**Record extracts:**
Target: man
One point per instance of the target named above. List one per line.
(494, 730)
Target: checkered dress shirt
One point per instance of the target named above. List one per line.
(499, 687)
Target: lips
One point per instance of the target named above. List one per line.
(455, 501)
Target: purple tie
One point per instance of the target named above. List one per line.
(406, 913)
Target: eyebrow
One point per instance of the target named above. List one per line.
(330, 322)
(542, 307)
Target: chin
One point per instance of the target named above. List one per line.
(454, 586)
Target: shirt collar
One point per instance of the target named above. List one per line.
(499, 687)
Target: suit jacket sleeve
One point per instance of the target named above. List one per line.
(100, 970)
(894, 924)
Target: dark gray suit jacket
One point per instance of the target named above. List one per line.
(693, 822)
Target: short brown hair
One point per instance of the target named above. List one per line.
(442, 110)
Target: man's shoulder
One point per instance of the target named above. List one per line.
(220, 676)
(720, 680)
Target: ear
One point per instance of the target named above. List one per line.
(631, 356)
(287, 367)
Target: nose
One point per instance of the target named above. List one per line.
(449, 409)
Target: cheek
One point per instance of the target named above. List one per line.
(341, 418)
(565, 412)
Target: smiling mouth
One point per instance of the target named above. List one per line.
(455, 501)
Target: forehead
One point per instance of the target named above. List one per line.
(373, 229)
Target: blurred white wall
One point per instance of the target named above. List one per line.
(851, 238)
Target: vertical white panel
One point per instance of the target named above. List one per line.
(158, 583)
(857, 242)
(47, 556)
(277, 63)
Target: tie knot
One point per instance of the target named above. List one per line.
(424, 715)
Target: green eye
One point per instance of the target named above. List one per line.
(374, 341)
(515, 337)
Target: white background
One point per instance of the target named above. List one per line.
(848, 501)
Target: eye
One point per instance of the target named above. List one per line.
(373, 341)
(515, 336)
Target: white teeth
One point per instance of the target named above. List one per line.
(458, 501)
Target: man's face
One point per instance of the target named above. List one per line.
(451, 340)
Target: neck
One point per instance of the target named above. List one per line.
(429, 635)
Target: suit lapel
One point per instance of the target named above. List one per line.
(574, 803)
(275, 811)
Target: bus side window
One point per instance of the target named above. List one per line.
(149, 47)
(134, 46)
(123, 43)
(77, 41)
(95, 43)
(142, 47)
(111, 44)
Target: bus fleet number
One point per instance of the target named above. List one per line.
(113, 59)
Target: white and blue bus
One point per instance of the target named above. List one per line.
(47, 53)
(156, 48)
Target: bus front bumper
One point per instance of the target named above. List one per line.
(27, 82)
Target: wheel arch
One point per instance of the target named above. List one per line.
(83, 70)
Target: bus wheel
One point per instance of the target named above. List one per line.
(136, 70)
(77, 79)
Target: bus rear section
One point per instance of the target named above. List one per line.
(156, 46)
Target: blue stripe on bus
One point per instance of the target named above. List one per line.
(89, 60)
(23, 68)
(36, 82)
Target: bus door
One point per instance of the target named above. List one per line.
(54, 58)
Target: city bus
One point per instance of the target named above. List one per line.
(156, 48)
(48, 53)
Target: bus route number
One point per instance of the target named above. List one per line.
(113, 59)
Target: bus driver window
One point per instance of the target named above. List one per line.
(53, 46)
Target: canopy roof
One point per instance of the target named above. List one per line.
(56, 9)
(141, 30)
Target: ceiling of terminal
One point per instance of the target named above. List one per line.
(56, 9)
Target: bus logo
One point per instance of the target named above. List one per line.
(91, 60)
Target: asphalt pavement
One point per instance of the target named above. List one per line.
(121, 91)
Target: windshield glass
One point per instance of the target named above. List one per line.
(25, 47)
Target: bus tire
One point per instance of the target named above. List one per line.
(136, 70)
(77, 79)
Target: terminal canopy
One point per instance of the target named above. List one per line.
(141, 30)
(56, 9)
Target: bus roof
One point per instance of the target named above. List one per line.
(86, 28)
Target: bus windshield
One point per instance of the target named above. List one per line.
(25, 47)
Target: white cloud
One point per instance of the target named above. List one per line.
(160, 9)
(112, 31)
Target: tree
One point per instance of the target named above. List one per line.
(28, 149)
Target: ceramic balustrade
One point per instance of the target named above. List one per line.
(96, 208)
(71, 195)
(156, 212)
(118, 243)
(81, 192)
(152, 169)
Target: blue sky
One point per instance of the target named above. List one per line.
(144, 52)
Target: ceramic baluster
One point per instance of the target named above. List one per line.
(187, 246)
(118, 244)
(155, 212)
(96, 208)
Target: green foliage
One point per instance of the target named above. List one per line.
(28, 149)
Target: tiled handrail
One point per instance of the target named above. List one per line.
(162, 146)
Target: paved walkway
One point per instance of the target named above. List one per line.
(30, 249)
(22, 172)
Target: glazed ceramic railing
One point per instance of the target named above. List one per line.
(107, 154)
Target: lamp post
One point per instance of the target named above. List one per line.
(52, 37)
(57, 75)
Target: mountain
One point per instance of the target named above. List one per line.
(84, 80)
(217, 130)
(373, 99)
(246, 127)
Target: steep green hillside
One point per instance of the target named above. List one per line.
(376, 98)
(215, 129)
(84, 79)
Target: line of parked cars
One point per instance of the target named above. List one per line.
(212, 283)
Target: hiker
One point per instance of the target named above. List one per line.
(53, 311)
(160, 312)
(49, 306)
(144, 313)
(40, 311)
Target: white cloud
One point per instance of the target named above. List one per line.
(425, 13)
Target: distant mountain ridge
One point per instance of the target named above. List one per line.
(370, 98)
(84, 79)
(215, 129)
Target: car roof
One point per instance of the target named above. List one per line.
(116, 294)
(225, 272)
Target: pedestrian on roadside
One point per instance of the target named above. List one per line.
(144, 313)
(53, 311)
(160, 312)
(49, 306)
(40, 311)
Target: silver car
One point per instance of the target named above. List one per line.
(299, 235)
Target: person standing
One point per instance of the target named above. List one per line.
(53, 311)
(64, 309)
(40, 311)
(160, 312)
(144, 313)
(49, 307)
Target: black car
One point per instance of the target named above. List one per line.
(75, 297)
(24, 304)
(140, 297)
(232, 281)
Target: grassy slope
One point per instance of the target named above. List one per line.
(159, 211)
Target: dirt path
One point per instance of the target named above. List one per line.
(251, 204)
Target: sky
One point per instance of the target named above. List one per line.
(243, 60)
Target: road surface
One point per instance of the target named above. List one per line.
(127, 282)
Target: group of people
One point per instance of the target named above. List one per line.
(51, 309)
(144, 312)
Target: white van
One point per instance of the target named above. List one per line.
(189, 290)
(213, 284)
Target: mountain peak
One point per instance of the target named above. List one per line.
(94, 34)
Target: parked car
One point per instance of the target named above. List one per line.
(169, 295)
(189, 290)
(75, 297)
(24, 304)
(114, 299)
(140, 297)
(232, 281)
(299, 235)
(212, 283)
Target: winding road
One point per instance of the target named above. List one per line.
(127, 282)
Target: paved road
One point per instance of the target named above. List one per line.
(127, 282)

**Exercise goal:** Give every entry again, character for character.

**Answer section:**
Target: man
One point per instance of the target named above. List one per line.
(494, 730)
Target: checkered dress shirt
One point per instance of the target named above. List one per line.
(499, 687)
Target: lips
One point per instance of the target named above. List one per line.
(455, 501)
Target: purple tie
One point per instance of the target named above. List one per line.
(406, 913)
Target: eyebrow
One point per instance of the target named above. List one per line.
(330, 322)
(542, 307)
Target: chin
One point per instance of the target named above. List one per line.
(454, 586)
Target: shirt collar
One point per instance of the target named above. List one per line.
(499, 687)
Target: suit jacket sleeve
One point per instance of the target named above. List one per line.
(100, 970)
(894, 924)
Target: dark gray suit jacket
One point per instance of the target named above. List one per line.
(693, 822)
Target: short brown hair
One point per instance of the target named above. List one per line.
(442, 110)
Target: man's shoulder
One point per instance of the target named above. List one per line.
(220, 676)
(720, 680)
Target: ear
One point per instance of the target named above. List one per line.
(631, 356)
(287, 367)
Target: nose
One point per instance of the target named above. List one per line.
(449, 409)
Target: cheek
One point per instance of the target named above. List one per line.
(341, 418)
(565, 412)
Target: smiling mouth
One point per instance of the target named above. List one per line.
(455, 501)
Target: forehead
One point per instance of the target named above. List one per line.
(373, 229)
Target: blurred white wall
One point per instance of the target named above. List one per line.
(851, 238)
Target: vertical white panel
One point per instance of the target named above. List one per line.
(158, 583)
(857, 242)
(47, 556)
(277, 63)
Target: tie knot
One point per instance of the target named above. List one per line.
(424, 715)
Target: green eye
One point per instance of the target named above. List one per line.
(374, 341)
(515, 337)
Target: white background
One point per instance of the target named above. List one per line.
(848, 501)
Target: eye
One point per instance of the target named above. List one per line.
(373, 341)
(515, 336)
Target: white teeth
One point per instance of the target named above. List one per line.
(458, 501)
Target: man's face
One point per instance of the target named above. List one per line.
(451, 340)
Target: neck
One point per instance of the target named above. List one per line.
(429, 635)
Target: suit lapel
One point per instance of the target named above. List one per line.
(574, 803)
(275, 811)
Target: bus side window
One point per instance of the target named above. List one per line.
(149, 47)
(134, 46)
(123, 43)
(77, 41)
(95, 43)
(142, 47)
(111, 44)
Target: bus fleet number
One point per instance of the target named above. List one per line.
(113, 59)
Target: white and blue bus
One point per instance of the target named above. List one per line.
(47, 53)
(156, 48)
Target: bus front bumper
One point per instance of the target named above. List one per line.
(27, 82)
Target: wheel arch
One point per instance of the target named above. List one per line.
(83, 70)
Target: bus wheel
One point per instance of the target named above. List one per line.
(136, 70)
(77, 79)
Target: bus rear section
One point per instance of the target named above. List one per line.
(156, 46)
Target: blue stripe on bus
One point per instance of the target named above. List one per line.
(89, 60)
(23, 68)
(36, 82)
Target: bus door
One point per instance of the target named above. List one per line.
(54, 58)
Target: city bus
One point per instance of the target named above. List one per line.
(156, 48)
(48, 53)
Target: bus route number
One point per instance of the target named above. List one per line.
(113, 59)
Target: bus driver window
One point per instance of the target named above. List one per line.
(53, 46)
Target: canopy roof
One point per instance of the target named above. List one per line.
(56, 9)
(141, 30)
Target: ceiling of terminal
One point per instance of the target named above. List one per line.
(56, 9)
Target: bus logo
One point per instance of the target named above. List one per line.
(91, 60)
Target: asphalt pavement
One point per instance of the target named above. List one per line.
(121, 91)
Target: windshield glass
One point per instance of the target named above. List one per line.
(25, 47)
Target: bus tire
One point per instance of the target named above. List one per line.
(136, 70)
(77, 79)
Target: terminal canopy
One point per instance of the target named above. List one per line.
(141, 30)
(56, 9)
Target: bus roof
One point per instance of the target named above. List one per line.
(86, 28)
Target: bus windshield
One point per instance of the target named above. List one per line.
(25, 47)
Target: white cloud
One point per instance of the target named above. List one per line.
(160, 9)
(112, 31)
Target: tree
One point per instance of the target named above. List one per line.
(28, 149)
Target: ceramic balustrade
One point per instance of the target named above. List one per line.
(96, 208)
(71, 195)
(156, 212)
(118, 243)
(81, 192)
(152, 169)
Target: blue sky
One point per instance of the target named above. List one per line.
(144, 52)
Target: ceramic baluster
One point per instance of the target named above. List one per line.
(187, 246)
(118, 244)
(155, 212)
(96, 208)
Target: green foliage
One point per instance of the target named above. List one per line.
(28, 149)
Target: tiled handrail
One point per instance of the target named above. List one per line.
(162, 146)
Target: paved walkway
One point per instance of the target named above. List one per line.
(30, 249)
(22, 172)
Target: glazed ceramic railing
One point per instance of the target named above. List one per line.
(107, 154)
Target: lamp post
One point per instance of the target named above. List one per line.
(52, 37)
(57, 75)
Target: mountain
One point per instance of the target named above. List one per line.
(84, 80)
(217, 130)
(373, 99)
(246, 127)
Target: steep green hillside
One point per instance of the target named above. List one per line.
(376, 98)
(215, 129)
(84, 79)
Target: line of parked cars
One point per instance of the target named above. List one per line.
(212, 283)
Target: hiker
One point per instance of the target named above. List one per line.
(53, 311)
(160, 312)
(49, 306)
(144, 313)
(40, 311)
Target: white cloud
One point per instance of the target named above. List one per line.
(425, 13)
Target: distant mountain ridge
One point per instance of the target named above. List one per line.
(370, 98)
(84, 79)
(215, 129)
Target: car roof
One point per instance of the target named above. List one per line.
(116, 294)
(225, 272)
Target: pedestrian on roadside
One point per instance of the target named above. List one per line.
(144, 313)
(53, 311)
(160, 312)
(49, 306)
(40, 311)
Target: silver car
One point per instance of the target named above. List one per line.
(299, 235)
Target: person standing
One point per instance of the target named above. List one per line.
(53, 311)
(64, 309)
(40, 311)
(160, 312)
(144, 313)
(49, 307)
Target: black car
One point per instance of the target named above. List one per line.
(75, 297)
(24, 304)
(140, 297)
(232, 281)
Target: grassy slope
One point per instance of the target named above. List one per line.
(159, 211)
Target: dirt path
One point per instance of the target named above. List one per line.
(251, 204)
Target: sky
One point per instance of the target named above. List one per line.
(243, 60)
Target: road surface
One point per instance of the target named above. List one per line.
(127, 282)
Target: group of people
One point per instance of the target named above. List one per line.
(51, 309)
(144, 312)
Target: white van
One point per instance of the target named above. List one per line.
(189, 290)
(213, 284)
Target: mountain peak
One point per instance of the target named above. List one per line.
(94, 34)
Target: parked car
One point per instance of the target named above. List one per line.
(169, 295)
(189, 290)
(75, 297)
(24, 304)
(114, 299)
(140, 297)
(232, 281)
(299, 235)
(212, 283)
Target: winding road
One point per instance of the target named above. List one per line.
(127, 282)
Target: paved road
One point per instance of the target named above. List one per line.
(127, 282)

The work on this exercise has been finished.